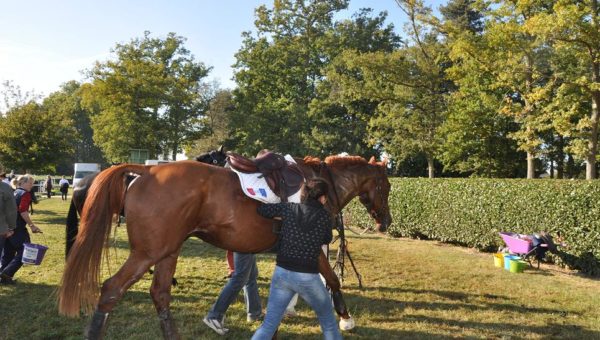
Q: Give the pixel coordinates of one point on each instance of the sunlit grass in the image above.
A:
(413, 289)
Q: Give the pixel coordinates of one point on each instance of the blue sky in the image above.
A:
(46, 43)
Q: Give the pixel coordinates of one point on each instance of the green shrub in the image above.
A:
(471, 212)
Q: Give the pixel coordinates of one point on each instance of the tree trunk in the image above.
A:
(530, 165)
(430, 168)
(560, 157)
(590, 167)
(174, 154)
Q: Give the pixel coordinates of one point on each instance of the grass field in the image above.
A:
(413, 289)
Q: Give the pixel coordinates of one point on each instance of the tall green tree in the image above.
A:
(216, 121)
(476, 137)
(150, 96)
(344, 128)
(573, 27)
(407, 86)
(67, 102)
(34, 139)
(277, 71)
(512, 61)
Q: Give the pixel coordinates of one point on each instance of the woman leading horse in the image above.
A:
(189, 199)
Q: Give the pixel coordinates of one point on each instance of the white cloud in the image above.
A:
(41, 70)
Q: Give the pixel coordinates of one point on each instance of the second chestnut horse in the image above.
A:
(167, 204)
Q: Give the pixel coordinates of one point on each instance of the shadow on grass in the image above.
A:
(550, 330)
(463, 299)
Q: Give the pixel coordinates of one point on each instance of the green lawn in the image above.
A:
(413, 289)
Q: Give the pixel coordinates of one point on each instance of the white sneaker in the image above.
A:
(216, 325)
(290, 313)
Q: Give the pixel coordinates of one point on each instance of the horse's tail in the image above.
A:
(72, 227)
(79, 288)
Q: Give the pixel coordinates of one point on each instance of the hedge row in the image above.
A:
(471, 212)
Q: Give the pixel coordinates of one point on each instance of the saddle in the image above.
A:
(283, 177)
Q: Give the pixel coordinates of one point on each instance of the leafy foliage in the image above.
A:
(34, 139)
(472, 211)
(151, 96)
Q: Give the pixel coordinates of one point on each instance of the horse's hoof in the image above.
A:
(347, 324)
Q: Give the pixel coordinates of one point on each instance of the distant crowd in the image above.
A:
(16, 199)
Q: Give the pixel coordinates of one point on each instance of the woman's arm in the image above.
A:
(27, 218)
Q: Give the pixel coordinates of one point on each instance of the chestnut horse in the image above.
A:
(191, 199)
(214, 157)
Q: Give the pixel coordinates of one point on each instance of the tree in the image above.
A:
(277, 72)
(573, 27)
(343, 127)
(34, 139)
(407, 86)
(13, 96)
(512, 63)
(216, 121)
(150, 96)
(67, 102)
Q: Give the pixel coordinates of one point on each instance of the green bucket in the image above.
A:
(517, 266)
(499, 260)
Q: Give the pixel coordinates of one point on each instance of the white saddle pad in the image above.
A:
(256, 187)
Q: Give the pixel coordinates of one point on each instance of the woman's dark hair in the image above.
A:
(315, 188)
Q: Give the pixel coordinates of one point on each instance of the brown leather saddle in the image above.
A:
(283, 177)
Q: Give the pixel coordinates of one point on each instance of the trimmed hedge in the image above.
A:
(471, 212)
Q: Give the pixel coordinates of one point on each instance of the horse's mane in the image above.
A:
(336, 160)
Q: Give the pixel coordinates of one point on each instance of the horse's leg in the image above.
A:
(113, 289)
(161, 294)
(346, 321)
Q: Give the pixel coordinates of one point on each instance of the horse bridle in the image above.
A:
(378, 190)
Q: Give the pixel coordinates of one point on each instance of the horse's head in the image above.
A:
(374, 194)
(214, 157)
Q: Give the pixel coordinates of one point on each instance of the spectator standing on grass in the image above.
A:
(8, 212)
(48, 186)
(64, 188)
(305, 227)
(13, 246)
(4, 178)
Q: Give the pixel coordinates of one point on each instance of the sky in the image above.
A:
(44, 44)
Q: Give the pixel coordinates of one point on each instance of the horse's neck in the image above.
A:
(346, 187)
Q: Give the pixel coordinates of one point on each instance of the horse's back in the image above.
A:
(206, 201)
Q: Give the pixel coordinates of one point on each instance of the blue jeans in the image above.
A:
(284, 284)
(13, 252)
(244, 276)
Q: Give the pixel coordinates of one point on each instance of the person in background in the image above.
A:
(4, 178)
(48, 186)
(13, 247)
(305, 227)
(8, 213)
(244, 276)
(64, 188)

◇ ◇ ◇ ◇ ◇ ◇ ◇

**What the task asks**
Reproduce the listing word for word. Do not carry over the pictures.

**Your solution**
Q: Give the pixel coordinates of one point on each instance of the sunlit grass in the image above.
A:
(413, 289)
Q: Give the pixel coordinates of one point on each instance of the blue sky in the image above.
A:
(46, 43)
Q: Give the pixel coordinates of one point on each instance of the green shrub in the image above.
A:
(471, 212)
Q: Give the pixel coordinates of one point on each instance of the tree trunk in the image above.
A:
(530, 165)
(430, 168)
(560, 157)
(590, 167)
(174, 154)
Q: Give the pixel coordinates of one point on each instance of the grass field in the image above.
A:
(413, 289)
Q: Give the pixel coordinates of one point on each instance of the tall green tree in the image above.
A:
(216, 121)
(476, 137)
(150, 96)
(344, 128)
(573, 27)
(407, 86)
(67, 102)
(34, 139)
(277, 71)
(512, 61)
Q: Give the pixel coordinates of one point on each instance of the woman leading horse in the image above.
A:
(189, 199)
Q: Give the pixel coordinates of one point on each instance of the white cloud in the image above.
A:
(41, 70)
Q: Give the pixel coordinates of one point on each instance of the second chestnut horse in the image above.
A:
(167, 204)
Q: Give the pixel coordinates of one point on each instance of the shadow on grass in the image above.
A:
(550, 330)
(463, 299)
Q: Give the pixel coordinates of one point on each instance of the green lawn in the image above.
A:
(413, 289)
Q: Give the pixel coordinates of one point on each instance of the white sneaker in the image above.
A:
(216, 325)
(290, 313)
Q: Give the pixel coordinates of one point on each instance of the horse's tail in the image above.
A:
(72, 227)
(79, 288)
Q: Give the pixel coordinates of one point on each instance of the hedge row in the image above.
A:
(471, 212)
Q: Give the pixel coordinates of one point on each instance of the saddle in the image above.
A:
(283, 177)
Q: Give the pixel coordinates of one point on each instance of the leafy foliage in the image above.
A:
(34, 139)
(472, 211)
(151, 96)
Q: Give the pixel coordinates of one point on each instance of the horse's hoof in the image above.
A:
(347, 324)
Q: Give the pixel coordinates of one point on each instance of the distant crowd in the image above.
A:
(16, 199)
Q: Give the pixel coordinates of one point on each instance of the woman's arm in the image above.
A:
(27, 218)
Q: Give the pixel coordinates of one point on each instance of the chestnut horse in the image above.
A:
(191, 199)
(214, 157)
Q: Give the pixel coordinates of one point on each instance of the tree in the image above.
A:
(277, 72)
(573, 27)
(343, 127)
(34, 139)
(407, 86)
(13, 96)
(512, 63)
(216, 121)
(150, 96)
(67, 102)
Q: Give the pixel coordinates of one point on each instance of the green bucket in the image above.
A:
(517, 266)
(499, 260)
Q: Give the pixel coordinates of one point on each instance of the white saddle pad in the image above.
A:
(256, 187)
Q: Give the pixel coordinates of one point on each instance of the woman's dark hair in the image above.
A:
(315, 188)
Q: Give the pixel coordinates of one point on each instance of the brown leather saddle in the image above.
A:
(283, 177)
Q: Give the pixel coordinates of one point on each instance of the trimmed hedge in the image above.
A:
(471, 212)
Q: Give the pixel coordinates of one point on each instance of the horse's mane in the image above.
A:
(336, 160)
Q: Give the pixel coordinates of one point on each instance of the horse's leg in the image above.
A:
(113, 289)
(161, 294)
(346, 321)
Q: Give the pixel coordinates of one point on each instance of the horse bridle in the image above.
A:
(378, 190)
Q: Give the pixel coordinates of one point on each instance of the horse's head in the image above.
A:
(374, 194)
(214, 157)
Q: Give the pixel coordinates of one point on each instance of the spectator standing on grass in the image above.
A:
(8, 212)
(48, 186)
(64, 188)
(305, 227)
(13, 246)
(4, 178)
Q: Give the pixel coordinates of one point on each instance of the sky in the image above.
A:
(44, 44)
Q: Give the pixel coordinates of one point on each instance of the horse's neck in the image above.
A:
(346, 187)
Q: Give the pixel coordinates of one point on each instance of the horse's back in the image above.
A:
(206, 201)
Q: Give the pixel coordinates of one point on each instance of the blue jeans in the image above.
A:
(284, 284)
(13, 252)
(244, 276)
Q: Give the pixel coordinates of one point on each instance of the person in background in the image above.
A:
(4, 178)
(48, 186)
(13, 247)
(305, 227)
(8, 213)
(244, 276)
(64, 188)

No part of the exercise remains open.